What you have to do — Transcribe each entry below exactly. Pictures do not go in the copy.

Data for processing —
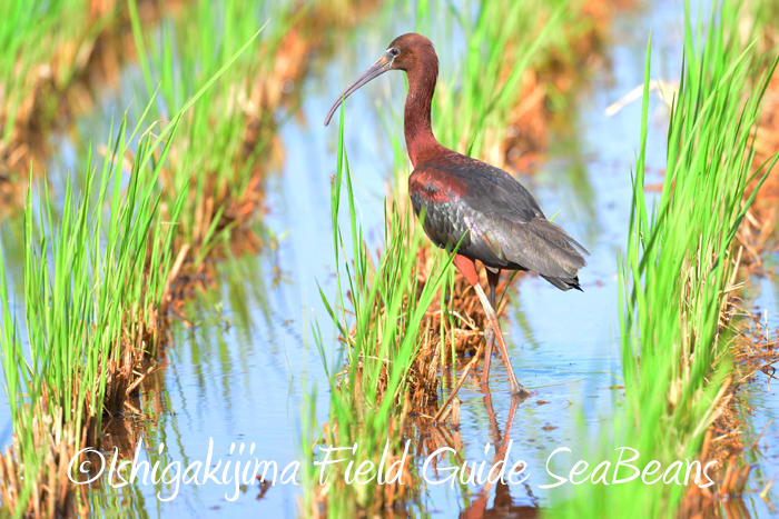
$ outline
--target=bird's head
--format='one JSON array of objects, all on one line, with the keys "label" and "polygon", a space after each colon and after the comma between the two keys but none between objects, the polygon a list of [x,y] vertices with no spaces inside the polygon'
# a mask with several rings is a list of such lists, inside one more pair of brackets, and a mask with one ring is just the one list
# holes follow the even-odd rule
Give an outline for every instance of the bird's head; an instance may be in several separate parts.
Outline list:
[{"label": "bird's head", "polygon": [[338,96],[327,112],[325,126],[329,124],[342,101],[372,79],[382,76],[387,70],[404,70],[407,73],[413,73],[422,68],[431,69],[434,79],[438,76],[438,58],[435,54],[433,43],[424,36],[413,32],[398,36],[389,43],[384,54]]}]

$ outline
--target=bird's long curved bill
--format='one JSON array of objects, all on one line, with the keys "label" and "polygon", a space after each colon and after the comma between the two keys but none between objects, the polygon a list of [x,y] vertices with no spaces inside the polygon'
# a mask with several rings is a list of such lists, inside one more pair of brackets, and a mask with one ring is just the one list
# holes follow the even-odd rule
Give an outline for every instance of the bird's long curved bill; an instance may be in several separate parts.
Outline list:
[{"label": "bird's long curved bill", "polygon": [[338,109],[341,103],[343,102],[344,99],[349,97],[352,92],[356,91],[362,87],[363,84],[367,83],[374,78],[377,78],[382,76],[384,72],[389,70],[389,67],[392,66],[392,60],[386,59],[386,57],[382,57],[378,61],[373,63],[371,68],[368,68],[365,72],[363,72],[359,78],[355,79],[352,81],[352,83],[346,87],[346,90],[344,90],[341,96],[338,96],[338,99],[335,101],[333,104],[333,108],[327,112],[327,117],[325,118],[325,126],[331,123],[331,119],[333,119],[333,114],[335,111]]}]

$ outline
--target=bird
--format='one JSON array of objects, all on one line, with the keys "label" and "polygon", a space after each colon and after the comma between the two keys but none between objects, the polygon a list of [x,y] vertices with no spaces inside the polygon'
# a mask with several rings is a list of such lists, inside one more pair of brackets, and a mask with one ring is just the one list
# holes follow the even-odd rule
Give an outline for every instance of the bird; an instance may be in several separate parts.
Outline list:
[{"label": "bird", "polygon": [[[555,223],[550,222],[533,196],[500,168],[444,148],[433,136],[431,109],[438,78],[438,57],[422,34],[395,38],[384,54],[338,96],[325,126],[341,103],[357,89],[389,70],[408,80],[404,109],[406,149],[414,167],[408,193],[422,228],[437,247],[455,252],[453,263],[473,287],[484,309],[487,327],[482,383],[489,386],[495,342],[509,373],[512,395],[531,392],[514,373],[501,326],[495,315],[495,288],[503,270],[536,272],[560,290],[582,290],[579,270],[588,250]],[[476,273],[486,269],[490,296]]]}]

Solution for this problem —
$ outline
--target=bird's head
--format='one JSON array of objects, all on one line, with the keys "label" and "polygon", a space after each colon and after the comma between the two keys but none between objects, the polygon a list of [x,y] vertices with no spaces inside the polygon'
# a mask with several rings is a list of such lists, inside one more pair of brackets, and a mask with one ring is just the one list
# holes follow the even-odd rule
Give an outline for every instance of the bird's head; an instance may be in several separate parts.
Outline list:
[{"label": "bird's head", "polygon": [[338,96],[327,112],[325,126],[329,124],[342,101],[372,79],[382,76],[387,70],[404,70],[407,73],[413,73],[422,68],[431,69],[434,79],[438,76],[438,58],[435,54],[433,43],[424,36],[413,32],[398,36],[389,43],[384,54]]}]

$ outline
--target=bird's long curved bill
--format='one JSON array of objects, all on one line, with the keys "label" and "polygon", a space after each colon and after the comma between the two keys but none between objects, the polygon a list of [x,y] vertices with no spaces inside the polygon'
# a mask with several rings is a list of such lists, inside one more pair of brackets, and a mask with one ring is just the one list
# holes follow the even-odd rule
Give an outline for every instance of the bird's long curved bill; an instance may be in several separate parts.
Outline list:
[{"label": "bird's long curved bill", "polygon": [[338,109],[341,103],[343,102],[344,99],[349,97],[352,92],[356,91],[362,87],[363,84],[367,83],[374,78],[377,78],[382,76],[384,72],[389,70],[389,67],[392,66],[392,60],[386,59],[386,57],[382,57],[378,61],[373,63],[371,68],[368,68],[365,72],[363,72],[359,78],[355,79],[352,81],[352,83],[346,87],[346,90],[344,90],[341,96],[338,96],[338,99],[335,101],[333,104],[333,108],[327,112],[327,117],[325,118],[325,126],[331,123],[331,119],[333,119],[333,114],[335,111]]}]

$ outline
--target=bird
--format='one JSON array of objects, all on one line, with the keys "label" and "polygon", a space after each colon and after the comma between the two keys but none between objects, the polygon a list of [x,y] vertices with no spaces inside the polygon'
# a mask with several rings is a list of such lists, inside one more pair of brackets, and a mask with one ring is just the one list
# holes follow the even-odd rule
Give an outline for every instance of the bird; an instance may be in several separate parts.
Outline list:
[{"label": "bird", "polygon": [[[555,223],[550,222],[533,196],[500,168],[444,148],[433,136],[431,109],[438,78],[438,57],[422,34],[395,38],[384,54],[338,96],[325,126],[341,103],[357,89],[389,70],[408,80],[404,109],[406,149],[414,167],[408,193],[422,228],[437,247],[455,252],[453,263],[473,287],[484,309],[487,327],[482,383],[489,386],[495,342],[509,373],[512,395],[531,392],[514,373],[501,326],[495,315],[495,288],[503,270],[536,272],[560,290],[582,290],[579,270],[588,250]],[[476,273],[486,269],[490,296]]]}]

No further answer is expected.